**Passage provided:**
--- Begin ---

Studio album by Thee Oh Sees
- Released: August 12, 2016
- Genre: Garage rock, psychedelic rock
- Length: 39:30
- Label: Castle Face Records

Thee Oh Sees chronology
| Live in San Francisco (2015) | A Weird Exits (2016) | An Odd Entrances (2016) |

= A Weird Exits =

A Weird Exits is the seventeenth studio album by American garage rock band Thee Oh Sees, released on August 12, 2016, on Castle Face Records. It is the first studio album to feature drummers Ryan Moutinho and Dan Rincon, who joined the band in 2015 to tour in support of the band's previous album, Mutilator Defeated at Last.

A Weird Exits was the first of two studio albums released by Thee Oh Sees in 2016, with a companion album, entitled An Odd Entrances, released on November 18, 2016.

==Background and recording==
During breaks from the band's extensive tour in support of Mutilator Defeated at Last, the band would jam new song ideas at rehearsals, with vocalist and guitarist John Dwyer recording the ideas onto a cassette to listen to and choose his favourite ideas.

The album and its companion, An Odd Entrances, was mostly recorded as a live band with the band's regular engineer and collaborator Chris Woodhouse. Regarding the recording process drummer Ryan Moutinho noted, "We recorded all of that in three days. Actually... I'm going to say four, but I really think it was three. I was really sick. I had a one-hundred-and-twenty degree fever and was vomiting. I recorded the whole record in a hoody, with the hood up. We went in there, did that, and then me, Tim [Hellman] and Dan [Rincon] all went home, and John stayed and finished it."

==Release==
The album had two special vinyl editions made: the "Murky Web" edition, limited to 1700 copies, and the "Bloodshot Eyeball" edition, limited to 300 copies. A third was released in the UK, simply titled "Green".

--- End ---

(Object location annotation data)
--- Begin ---

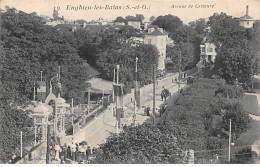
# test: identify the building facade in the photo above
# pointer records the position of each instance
(246, 20)
(207, 53)
(157, 37)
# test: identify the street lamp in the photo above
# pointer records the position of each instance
(55, 120)
(51, 80)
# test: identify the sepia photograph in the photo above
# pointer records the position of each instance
(129, 82)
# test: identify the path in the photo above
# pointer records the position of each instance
(100, 135)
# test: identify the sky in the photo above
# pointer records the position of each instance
(186, 10)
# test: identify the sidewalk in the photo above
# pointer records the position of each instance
(100, 135)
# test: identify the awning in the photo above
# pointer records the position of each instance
(99, 84)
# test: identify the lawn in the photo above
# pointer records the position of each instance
(250, 104)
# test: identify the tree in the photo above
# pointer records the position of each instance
(140, 17)
(12, 122)
(187, 55)
(237, 58)
(239, 118)
(169, 23)
(140, 144)
(32, 47)
(120, 19)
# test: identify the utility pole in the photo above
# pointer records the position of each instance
(21, 144)
(72, 117)
(114, 80)
(229, 141)
(41, 76)
(88, 100)
(59, 74)
(137, 86)
(34, 91)
(48, 145)
(134, 116)
(179, 84)
(154, 83)
(35, 134)
(102, 95)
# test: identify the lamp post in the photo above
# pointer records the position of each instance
(179, 62)
(51, 80)
(55, 120)
(229, 141)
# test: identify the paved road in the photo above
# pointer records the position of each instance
(256, 144)
(105, 131)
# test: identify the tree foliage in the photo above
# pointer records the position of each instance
(237, 56)
(31, 47)
(140, 145)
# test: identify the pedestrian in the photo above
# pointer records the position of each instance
(77, 152)
(181, 90)
(73, 151)
(81, 152)
(65, 151)
(88, 152)
(148, 111)
(57, 152)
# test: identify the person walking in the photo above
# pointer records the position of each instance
(148, 111)
(77, 152)
(73, 151)
(69, 152)
(88, 152)
(57, 152)
(65, 151)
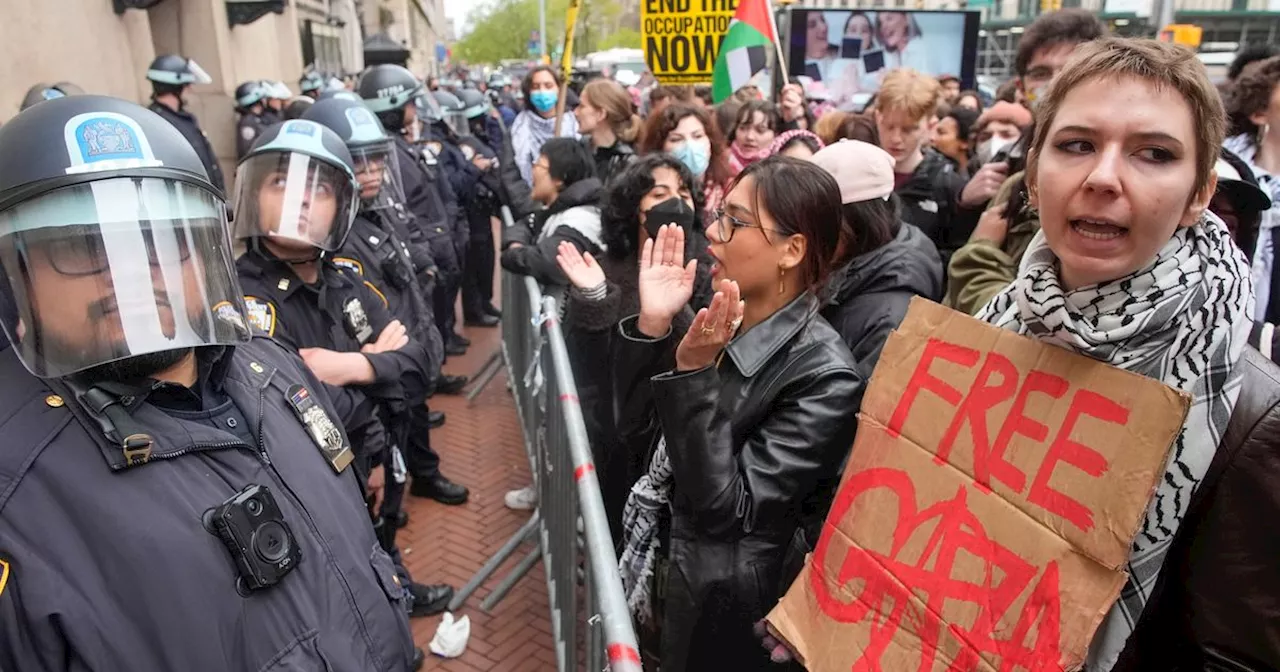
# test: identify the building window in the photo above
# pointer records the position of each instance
(321, 46)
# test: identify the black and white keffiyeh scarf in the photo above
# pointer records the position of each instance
(648, 506)
(1183, 320)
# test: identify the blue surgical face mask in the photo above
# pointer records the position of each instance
(696, 156)
(544, 100)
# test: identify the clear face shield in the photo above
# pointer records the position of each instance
(458, 123)
(199, 73)
(115, 269)
(293, 202)
(378, 176)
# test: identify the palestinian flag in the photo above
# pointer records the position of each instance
(745, 48)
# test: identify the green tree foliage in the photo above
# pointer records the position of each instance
(502, 28)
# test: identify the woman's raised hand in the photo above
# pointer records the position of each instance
(712, 329)
(580, 269)
(666, 280)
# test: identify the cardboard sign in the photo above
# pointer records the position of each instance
(682, 37)
(988, 506)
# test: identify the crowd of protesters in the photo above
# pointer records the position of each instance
(728, 275)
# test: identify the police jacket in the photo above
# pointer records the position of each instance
(105, 563)
(755, 444)
(458, 172)
(375, 255)
(186, 123)
(247, 129)
(339, 312)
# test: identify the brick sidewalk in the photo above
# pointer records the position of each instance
(480, 447)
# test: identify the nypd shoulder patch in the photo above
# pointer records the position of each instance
(350, 264)
(261, 315)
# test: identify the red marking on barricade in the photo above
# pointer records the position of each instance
(622, 653)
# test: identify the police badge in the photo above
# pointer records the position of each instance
(324, 433)
(357, 320)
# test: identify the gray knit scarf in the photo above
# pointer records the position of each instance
(1183, 320)
(648, 506)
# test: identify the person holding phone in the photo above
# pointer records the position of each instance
(900, 36)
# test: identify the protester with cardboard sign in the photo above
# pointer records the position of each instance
(1129, 269)
(754, 412)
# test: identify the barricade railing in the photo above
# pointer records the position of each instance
(568, 531)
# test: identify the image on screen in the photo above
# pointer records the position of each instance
(848, 51)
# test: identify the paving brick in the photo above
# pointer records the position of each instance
(480, 447)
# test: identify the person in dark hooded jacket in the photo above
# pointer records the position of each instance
(890, 261)
(565, 182)
(926, 182)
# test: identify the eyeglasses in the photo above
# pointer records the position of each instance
(86, 254)
(725, 224)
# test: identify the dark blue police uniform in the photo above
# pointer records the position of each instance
(186, 123)
(434, 227)
(105, 562)
(339, 312)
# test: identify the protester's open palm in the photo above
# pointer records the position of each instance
(666, 280)
(712, 329)
(580, 269)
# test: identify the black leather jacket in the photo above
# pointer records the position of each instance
(1216, 604)
(755, 447)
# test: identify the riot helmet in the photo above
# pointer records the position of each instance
(170, 73)
(297, 106)
(113, 241)
(455, 112)
(41, 92)
(475, 104)
(371, 149)
(388, 87)
(69, 88)
(296, 191)
(248, 94)
(311, 83)
(428, 108)
(329, 94)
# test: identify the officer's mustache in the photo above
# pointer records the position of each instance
(105, 306)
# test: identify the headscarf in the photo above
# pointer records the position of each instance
(1184, 320)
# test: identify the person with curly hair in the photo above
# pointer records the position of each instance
(1253, 112)
(688, 133)
(652, 191)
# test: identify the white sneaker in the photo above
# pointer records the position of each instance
(521, 499)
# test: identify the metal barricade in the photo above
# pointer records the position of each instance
(568, 530)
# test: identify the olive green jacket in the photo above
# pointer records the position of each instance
(981, 269)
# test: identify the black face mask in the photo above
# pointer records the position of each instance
(670, 211)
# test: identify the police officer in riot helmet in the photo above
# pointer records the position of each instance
(277, 96)
(480, 119)
(250, 103)
(177, 470)
(393, 94)
(379, 251)
(170, 77)
(41, 92)
(311, 83)
(480, 147)
(297, 106)
(296, 197)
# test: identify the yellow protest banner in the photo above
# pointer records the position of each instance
(682, 37)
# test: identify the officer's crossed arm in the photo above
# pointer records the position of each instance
(401, 373)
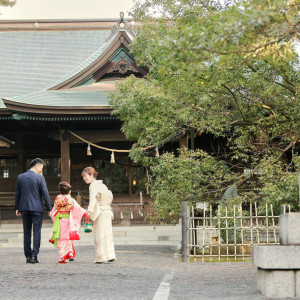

--- End ---

**To be done:**
1: Using the article on the album A Weird Exits, determine whether each statement agrees with it. For each, answer yes or no and quote the words of the article that decide it. (a) The album was released on Castle Face Records. (b) The "Bloodshot Eyeball" edition was limited to 1700 copies. (c) John Dwyer recorded the rehearsal ideas onto a cassette.
2: Tally the lines of the records that contain the string "dark", treating case as significant, and give only the number.
The article and the records have no connection to each other.

**Solutions below:**
1:
(a) Yes: "released on August 12, 2016, on Castle Face Records."
(b) No: "the "Bloodshot Eyeball" edition, limited to 300 copies."
(c) Yes: "with vocalist and guitarist John Dwyer recording the ideas onto a cassette."

2: 2